BRIEF 1: Output the passage of the Susan Rogers piece starting with "He lived on" and going on through "just so invigorating.", copied word for word.

··· SUPPLIED PASSAGE

Susan Rogers on Working with Prince

The engineer, collaborator and confidante shares stories from her exhilarating and exhausting time with Prince Rogers Nelson

If you’ve heard Purple Rain, Sign ‘O’ The Times, Parade and other classics from Prince’s mid-’80s purple patch, you’ve likewise absorbed the work of Susan Rogers, who worked for five years as Prince’s engineer beginning in 1983. A high school drop-out and self-taught sound engineer and technician, Rogers was initially unprepared for the demands of her new boss. But as an avowed Prince fan, she fully committed herself to his relentless work ethic and singular creativity, helping to shepherd several seminal albums into existence and making her one of Prince’s closest collaborators throughout a period of unparalleled output and global acclaim.

Rogers went on to record, mix and/or produce artists such as the Jacksons, Laurie Anderson and David Byrne, but nowadays she focuses on the academic side of things, with a doctorate in psychology from McGill University and as director of the Berklee Music Perception and Cognition Laboratory, where her research focuses on auditory memory, psychoacoustics and the perception of musical signals. In these excerpts from her lecture with Torsten Schmidt at the 2016 Red Bull Music Academy, Rogers shares rare insights on Prince’s musical value system, alter egos, typical tour schedule, relationship with women and much, much more.

Karel Chladek / Red Bull Content Pool

Learning Prince’s Value System

Susan Rogers

There was a little bedroom across from the master bedroom in his home that had a tape machine and a console in it, and that’s where he did some of the Purple Rain album. Then there was a rehearsal space – just a warehouse, really – where he would set up with the band, and all the mics on the stage would feed a splitter snake, and then the output of the splitter snake fed a monitor-mix console, and then it also fed an API recording console. The outputs of that I wired up to a tape machine so we could record rehearsals.

[Between] the console and where the band played, there was no isolation. It was all right there, so to monitor I just had to listen to headphones or stick my head right in front of the loudspeaker to try and hear it... And you couldn’t hear it anyway, because the band was just so loud. We would record the basic track with the band onstage, he’d keep the girls around, like Wendy and Lisa, to do backing vocals, and then he and I stayed up the whole rest of the night and finished the song, and printed it to two-track.

With him, it was typically anywhere between 16 and 24 [hours]. 16 would be a fairly short session, but we frequently did 24 hours. That was fairly common. That was how long it took, because he never wanted to come back to a song. If he started it, he wanted to do all the overdubs and mixing as we went, and then print it and then it would be done. Then we’d sleep for a few hours and then start another song.

He lived on Doritos and cake.

It was kind of easy and invigorating, because I was a Prince fan! I was just so excited to be there, and with every song – with one exception – with every song, I was always thinking, “This may be the greatest thing he’s ever done! This is the greatest. Wait ’til people hear this! This is great!” Just one after the other after the other, they were all so amazing. You take that clear ether of youth, and you couple that with a little bit of training and preparation, and then you take that energy and you put it in an environment where people say, “Here’s a lot of money. Go ahead and make a movie. Make a record. Do whatever you want, and there doesn’t have to be a producer in the room. It can be just you, artist, and your engineer, because we trust you.” It’s just so invigorating.

······
··· EXTRACTED RECORDS

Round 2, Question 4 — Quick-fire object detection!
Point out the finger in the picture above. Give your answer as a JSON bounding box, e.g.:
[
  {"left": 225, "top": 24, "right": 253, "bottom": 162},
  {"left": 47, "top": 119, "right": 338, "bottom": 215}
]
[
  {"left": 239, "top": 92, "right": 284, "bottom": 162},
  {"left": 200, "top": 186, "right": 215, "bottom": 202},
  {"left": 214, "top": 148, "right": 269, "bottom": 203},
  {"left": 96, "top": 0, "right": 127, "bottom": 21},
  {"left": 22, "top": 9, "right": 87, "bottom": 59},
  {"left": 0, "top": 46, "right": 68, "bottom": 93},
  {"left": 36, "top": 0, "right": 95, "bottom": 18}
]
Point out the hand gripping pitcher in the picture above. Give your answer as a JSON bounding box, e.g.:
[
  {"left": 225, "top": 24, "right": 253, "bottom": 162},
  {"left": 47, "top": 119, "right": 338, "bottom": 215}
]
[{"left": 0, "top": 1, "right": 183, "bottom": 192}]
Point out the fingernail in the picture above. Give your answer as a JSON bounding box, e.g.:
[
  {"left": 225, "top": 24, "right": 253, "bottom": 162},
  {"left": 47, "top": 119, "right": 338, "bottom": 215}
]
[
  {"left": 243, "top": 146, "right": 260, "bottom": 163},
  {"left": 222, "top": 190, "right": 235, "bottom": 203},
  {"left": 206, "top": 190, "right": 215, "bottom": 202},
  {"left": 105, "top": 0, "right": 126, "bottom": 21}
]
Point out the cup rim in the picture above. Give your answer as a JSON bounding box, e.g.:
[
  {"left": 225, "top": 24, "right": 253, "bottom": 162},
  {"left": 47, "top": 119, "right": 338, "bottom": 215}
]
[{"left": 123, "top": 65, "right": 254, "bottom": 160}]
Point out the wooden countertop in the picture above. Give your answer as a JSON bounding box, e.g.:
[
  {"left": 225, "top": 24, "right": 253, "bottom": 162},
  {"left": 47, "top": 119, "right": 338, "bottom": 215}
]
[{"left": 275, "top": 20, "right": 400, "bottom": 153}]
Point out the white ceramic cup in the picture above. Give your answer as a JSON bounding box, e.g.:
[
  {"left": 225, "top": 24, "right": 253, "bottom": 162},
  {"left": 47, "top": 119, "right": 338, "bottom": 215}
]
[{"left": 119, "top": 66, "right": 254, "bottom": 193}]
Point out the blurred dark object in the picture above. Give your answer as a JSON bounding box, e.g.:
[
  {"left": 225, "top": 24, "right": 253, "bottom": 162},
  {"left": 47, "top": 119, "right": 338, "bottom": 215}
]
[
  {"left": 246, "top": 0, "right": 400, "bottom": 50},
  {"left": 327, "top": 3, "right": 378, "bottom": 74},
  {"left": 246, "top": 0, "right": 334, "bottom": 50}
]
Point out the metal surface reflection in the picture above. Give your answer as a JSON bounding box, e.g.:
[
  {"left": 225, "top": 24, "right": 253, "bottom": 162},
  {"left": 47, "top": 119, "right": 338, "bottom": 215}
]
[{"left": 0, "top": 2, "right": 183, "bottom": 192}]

······

BRIEF 2: Count the lines of the listing that contain the string "your", treating case as significant. Reply with the number only.

WRITTEN SOLUTION 1:
He lived on Doritos and cake.

It was kind of easy and invigorating, because I was a Prince fan! I was just so excited to be there, and with every song – with one exception – with every song, I was always thinking, “This may be the greatest thing he’s ever done! This is the greatest. Wait ’til people hear this! This is great!” Just one after the other after the other, they were all so amazing. You take that clear ether of youth, and you couple that with a little bit of training and preparation, and then you take that energy and you put it in an environment where people say, “Here’s a lot of money. Go ahead and make a movie. Make a record. Do whatever you want, and there doesn’t have to be a producer in the room. It can be just you, artist, and your engineer, because we trust you.” It’s just so invigorating.

WRITTEN SOLUTION 2: 8